▸ **SET TASK 1**:
Copy the passage from the show description word for word, starting at "ABOUT THE SHOW" and ending at "on our lives.".
▸ **SET TASK 2**:
According to the show description, what did Gargiulo produce on the internet for her collaborative project?

▸ **QUOTED TEXT**:
ABOUT THE SHOW
Today we find ourselves surrounded by data, meta-data, information, references, keys, passwords, hyperlinks, applets, status bars, transactions, and other digital ephemera. While these tools can provide a bona fide relief this data is often an annoying companion that we are forced to live with daily. A digital fog, sometimes navigable, sometimes tiresomely perplexing has descended on our lives.
Physical Digital features sculptures and works on paper by Rachel Gargiulo, Ted Ollier, John Pyper, and Liz Shepherd, each of whom explores unique aspects of the structure and configurations inherent in living digitally.
Gargiulo's "Chronicle I: The Pretenders" details her side of a collaborative project where she produced a simulated love affair on the internet. The online correspondence prior to their initial face to face meeting is documented here. The consequences of this emotional simulation are not yet evident.
Ollier scrutinizes the information for which we have developed blind-spots -- the barcode, the scaleless map, the depiction of compression, the languages that run our computers, and unintentional digital artifacts. His meticulously accurate depictions create abstract forms that force us to reconsider what we thought we already knew.

▸ **DATASET ENTRIES**:
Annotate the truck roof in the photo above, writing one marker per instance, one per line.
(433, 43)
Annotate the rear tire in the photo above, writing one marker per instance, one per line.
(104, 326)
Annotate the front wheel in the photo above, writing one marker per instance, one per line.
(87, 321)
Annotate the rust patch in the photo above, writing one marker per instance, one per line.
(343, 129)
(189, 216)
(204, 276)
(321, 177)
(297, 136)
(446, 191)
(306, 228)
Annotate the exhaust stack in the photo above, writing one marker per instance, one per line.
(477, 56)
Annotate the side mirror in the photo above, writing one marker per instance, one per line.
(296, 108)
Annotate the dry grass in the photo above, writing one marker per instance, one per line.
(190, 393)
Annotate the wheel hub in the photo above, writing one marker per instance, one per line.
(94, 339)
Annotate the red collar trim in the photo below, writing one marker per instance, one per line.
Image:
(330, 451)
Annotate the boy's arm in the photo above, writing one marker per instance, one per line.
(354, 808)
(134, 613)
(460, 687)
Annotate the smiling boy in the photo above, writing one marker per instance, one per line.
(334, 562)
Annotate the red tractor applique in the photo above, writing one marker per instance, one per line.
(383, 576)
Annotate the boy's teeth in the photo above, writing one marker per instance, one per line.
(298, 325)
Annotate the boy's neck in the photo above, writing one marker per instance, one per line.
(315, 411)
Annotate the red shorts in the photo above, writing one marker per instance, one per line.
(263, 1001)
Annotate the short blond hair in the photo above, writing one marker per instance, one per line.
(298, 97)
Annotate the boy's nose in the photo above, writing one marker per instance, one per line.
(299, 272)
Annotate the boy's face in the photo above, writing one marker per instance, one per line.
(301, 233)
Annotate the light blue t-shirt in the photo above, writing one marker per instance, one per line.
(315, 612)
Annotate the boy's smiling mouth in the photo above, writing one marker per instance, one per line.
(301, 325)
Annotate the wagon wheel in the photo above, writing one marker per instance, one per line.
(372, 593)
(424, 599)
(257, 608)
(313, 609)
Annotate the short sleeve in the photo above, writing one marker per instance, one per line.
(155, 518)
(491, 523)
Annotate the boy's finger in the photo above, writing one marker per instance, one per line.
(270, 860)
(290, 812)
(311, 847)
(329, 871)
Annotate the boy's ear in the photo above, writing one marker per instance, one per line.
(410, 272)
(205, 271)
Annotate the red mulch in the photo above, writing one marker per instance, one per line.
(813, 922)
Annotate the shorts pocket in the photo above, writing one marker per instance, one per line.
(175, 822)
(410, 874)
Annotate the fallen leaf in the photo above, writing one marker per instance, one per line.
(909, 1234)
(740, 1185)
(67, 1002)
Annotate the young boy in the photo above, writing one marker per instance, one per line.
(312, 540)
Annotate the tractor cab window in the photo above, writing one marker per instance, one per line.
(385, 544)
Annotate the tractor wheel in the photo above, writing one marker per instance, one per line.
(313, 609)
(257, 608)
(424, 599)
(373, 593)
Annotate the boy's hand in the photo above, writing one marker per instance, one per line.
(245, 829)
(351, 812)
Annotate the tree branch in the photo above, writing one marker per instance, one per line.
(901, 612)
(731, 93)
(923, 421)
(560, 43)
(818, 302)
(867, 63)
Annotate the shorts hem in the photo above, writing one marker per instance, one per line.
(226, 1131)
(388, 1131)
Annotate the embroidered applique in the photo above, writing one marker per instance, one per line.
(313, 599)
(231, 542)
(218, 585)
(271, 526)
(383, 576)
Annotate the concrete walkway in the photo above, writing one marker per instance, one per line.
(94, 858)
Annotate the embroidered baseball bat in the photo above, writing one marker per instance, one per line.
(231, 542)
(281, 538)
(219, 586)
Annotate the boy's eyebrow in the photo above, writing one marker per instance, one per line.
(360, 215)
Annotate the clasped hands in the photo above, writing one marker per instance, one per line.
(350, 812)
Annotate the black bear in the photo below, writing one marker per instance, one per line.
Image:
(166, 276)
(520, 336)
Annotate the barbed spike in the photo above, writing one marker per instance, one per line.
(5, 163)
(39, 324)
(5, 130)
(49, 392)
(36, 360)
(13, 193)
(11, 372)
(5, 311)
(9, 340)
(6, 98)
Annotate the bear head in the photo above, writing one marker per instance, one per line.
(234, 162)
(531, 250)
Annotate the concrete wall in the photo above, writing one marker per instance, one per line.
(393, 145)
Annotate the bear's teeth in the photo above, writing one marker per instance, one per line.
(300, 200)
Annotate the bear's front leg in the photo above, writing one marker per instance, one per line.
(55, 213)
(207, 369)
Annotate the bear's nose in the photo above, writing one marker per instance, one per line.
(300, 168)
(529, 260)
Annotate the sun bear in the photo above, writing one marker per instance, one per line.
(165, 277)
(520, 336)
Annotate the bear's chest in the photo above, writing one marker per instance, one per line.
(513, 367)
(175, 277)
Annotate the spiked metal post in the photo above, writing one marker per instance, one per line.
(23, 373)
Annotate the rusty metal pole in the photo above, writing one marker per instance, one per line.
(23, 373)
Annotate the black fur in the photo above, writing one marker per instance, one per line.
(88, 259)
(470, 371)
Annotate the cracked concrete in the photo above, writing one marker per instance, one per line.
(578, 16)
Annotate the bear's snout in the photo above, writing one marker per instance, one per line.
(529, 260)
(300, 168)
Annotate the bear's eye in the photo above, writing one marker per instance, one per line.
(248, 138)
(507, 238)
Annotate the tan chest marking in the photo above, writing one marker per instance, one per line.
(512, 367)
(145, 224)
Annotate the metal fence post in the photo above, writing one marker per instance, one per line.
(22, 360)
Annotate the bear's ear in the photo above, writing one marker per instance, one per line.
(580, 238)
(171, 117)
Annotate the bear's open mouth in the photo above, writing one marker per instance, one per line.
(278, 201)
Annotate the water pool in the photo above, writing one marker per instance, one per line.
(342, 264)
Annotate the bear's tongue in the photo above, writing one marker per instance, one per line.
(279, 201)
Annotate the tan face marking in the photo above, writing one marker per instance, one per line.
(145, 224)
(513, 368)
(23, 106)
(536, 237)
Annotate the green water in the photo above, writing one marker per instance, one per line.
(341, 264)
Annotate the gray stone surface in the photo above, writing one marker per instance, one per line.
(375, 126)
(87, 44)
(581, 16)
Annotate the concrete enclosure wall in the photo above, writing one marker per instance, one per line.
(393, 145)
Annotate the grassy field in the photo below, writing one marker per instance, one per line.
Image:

---

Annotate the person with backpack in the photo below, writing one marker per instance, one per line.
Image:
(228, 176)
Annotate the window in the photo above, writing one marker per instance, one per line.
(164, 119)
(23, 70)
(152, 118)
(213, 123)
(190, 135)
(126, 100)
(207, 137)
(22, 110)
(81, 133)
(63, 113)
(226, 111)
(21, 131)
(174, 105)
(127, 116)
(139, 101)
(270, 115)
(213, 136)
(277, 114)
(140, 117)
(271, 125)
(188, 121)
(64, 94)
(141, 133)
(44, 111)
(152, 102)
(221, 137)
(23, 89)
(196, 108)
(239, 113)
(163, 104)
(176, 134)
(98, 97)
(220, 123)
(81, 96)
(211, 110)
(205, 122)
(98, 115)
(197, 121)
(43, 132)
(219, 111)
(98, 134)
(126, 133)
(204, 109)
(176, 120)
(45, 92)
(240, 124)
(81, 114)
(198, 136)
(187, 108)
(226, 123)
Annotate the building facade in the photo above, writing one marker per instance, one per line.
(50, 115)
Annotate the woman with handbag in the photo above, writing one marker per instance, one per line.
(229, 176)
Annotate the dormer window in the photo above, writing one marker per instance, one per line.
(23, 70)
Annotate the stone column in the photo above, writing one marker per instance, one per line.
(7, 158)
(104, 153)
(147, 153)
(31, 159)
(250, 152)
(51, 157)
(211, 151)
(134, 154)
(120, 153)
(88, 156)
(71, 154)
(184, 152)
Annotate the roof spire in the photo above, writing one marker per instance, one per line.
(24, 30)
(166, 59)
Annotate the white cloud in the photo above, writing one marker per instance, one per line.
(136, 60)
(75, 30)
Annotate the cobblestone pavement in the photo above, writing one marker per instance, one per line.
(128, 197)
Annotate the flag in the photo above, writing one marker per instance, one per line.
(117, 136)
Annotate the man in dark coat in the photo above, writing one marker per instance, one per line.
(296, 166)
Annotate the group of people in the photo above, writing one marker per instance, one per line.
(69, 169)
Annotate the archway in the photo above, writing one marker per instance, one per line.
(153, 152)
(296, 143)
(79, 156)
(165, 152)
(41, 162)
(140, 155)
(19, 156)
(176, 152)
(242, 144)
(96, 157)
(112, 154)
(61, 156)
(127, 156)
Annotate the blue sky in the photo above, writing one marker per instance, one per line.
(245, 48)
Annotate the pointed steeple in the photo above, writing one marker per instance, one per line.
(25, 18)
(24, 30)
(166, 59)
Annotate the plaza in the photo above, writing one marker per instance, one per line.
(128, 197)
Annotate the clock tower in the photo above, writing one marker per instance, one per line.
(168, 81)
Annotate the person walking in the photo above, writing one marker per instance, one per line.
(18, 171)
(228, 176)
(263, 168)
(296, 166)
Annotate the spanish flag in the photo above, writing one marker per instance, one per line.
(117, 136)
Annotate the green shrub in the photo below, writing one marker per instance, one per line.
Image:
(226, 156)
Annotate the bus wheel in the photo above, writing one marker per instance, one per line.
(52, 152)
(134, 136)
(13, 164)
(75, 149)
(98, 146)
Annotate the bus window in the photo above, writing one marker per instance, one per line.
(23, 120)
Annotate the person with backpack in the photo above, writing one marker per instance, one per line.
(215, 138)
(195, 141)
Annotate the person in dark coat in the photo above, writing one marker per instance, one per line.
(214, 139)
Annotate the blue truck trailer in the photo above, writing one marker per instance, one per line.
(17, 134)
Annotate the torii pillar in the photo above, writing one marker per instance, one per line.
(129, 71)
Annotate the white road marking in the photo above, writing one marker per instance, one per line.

▸ **TASK RESPONSE 1**:
ABOUT THE SHOW
Today we find ourselves surrounded by data, meta-data, information, references, keys, passwords, hyperlinks, applets, status bars, transactions, and other digital ephemera. While these tools can provide a bona fide relief this data is often an annoying companion that we are forced to live with daily. A digital fog, sometimes navigable, sometimes tiresomely perplexing has descended on our lives.

▸ **TASK RESPONSE 2**:
A simulated love affair.